> **Assignment**
Beginning with the top line of the listing below, give again every line up to and including the line with "box: [9, 156, 404, 281]"; pictures do not belong in the copy.

> **Entries provided**
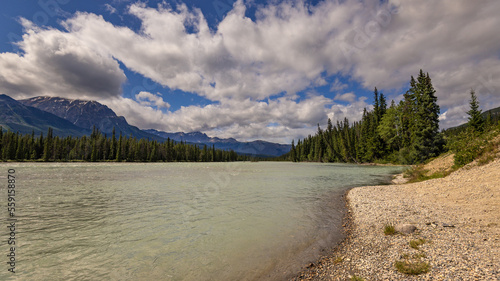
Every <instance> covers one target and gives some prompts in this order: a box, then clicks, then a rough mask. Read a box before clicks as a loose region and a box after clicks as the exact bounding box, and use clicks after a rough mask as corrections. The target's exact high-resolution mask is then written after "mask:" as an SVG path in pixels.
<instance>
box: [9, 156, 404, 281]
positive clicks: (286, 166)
mask: <svg viewBox="0 0 500 281" xmlns="http://www.w3.org/2000/svg"><path fill="white" fill-rule="evenodd" d="M0 167H2V168H3V170H4V171H7V169H8V168H15V169H16V175H17V187H16V189H17V191H16V199H17V200H18V205H17V206H18V208H17V210H16V215H17V218H18V223H17V231H18V233H17V235H16V239H17V240H18V248H17V250H16V251H17V252H16V255H17V261H18V263H17V265H16V269H17V273H16V274H15V275H14V277H13V276H12V274H11V273H9V272H8V271H7V270H6V269H5V270H3V271H1V272H0V280H7V279H8V278H11V280H16V279H18V280H155V279H156V280H255V279H259V280H261V279H266V278H269V279H276V278H283V277H284V276H287V274H292V273H294V272H296V271H298V270H299V269H300V266H302V265H304V264H305V263H306V262H307V261H309V260H313V259H314V258H315V257H317V256H318V255H319V253H320V251H321V249H323V248H325V247H328V246H330V245H332V243H333V242H334V241H338V240H339V239H340V238H341V236H340V235H341V233H340V225H341V219H342V216H343V202H342V201H341V199H340V196H341V195H342V193H343V192H344V191H345V190H346V189H347V188H349V187H352V186H360V185H366V184H374V183H377V182H381V181H383V180H386V179H387V178H386V175H388V174H390V173H394V172H398V171H399V170H400V169H399V168H396V167H370V166H356V165H341V164H311V163H309V164H303V163H302V164H298V163H269V162H263V163H150V164H143V163H97V164H91V163H64V164H63V163H36V164H35V163H16V164H12V163H3V164H0ZM2 176H3V175H2ZM2 179H3V178H2ZM374 181H375V182H374ZM3 191H6V190H5V189H3V190H2V194H6V192H3ZM4 197H5V198H4V199H1V200H6V196H4ZM1 219H2V221H3V222H4V223H3V225H6V224H7V223H6V219H7V213H6V212H2V217H1ZM0 234H1V235H2V237H7V235H8V234H7V232H6V231H5V229H3V230H2V231H1V232H0ZM1 247H3V248H4V249H5V250H4V251H3V252H7V250H8V247H7V244H6V243H4V245H3V246H1Z"/></svg>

> **Exercise output**
Every <instance> covers one target and gives some prompts in this order: a box, then clicks, then a rough mask. Read a box before clicks as a loose region and a box after clicks as the exact bounding box, and use clicks after a rough mask as corrections. The target's exact high-resolution mask is then written after "mask:" as an SVG path in pixels.
<instance>
box: [9, 156, 404, 281]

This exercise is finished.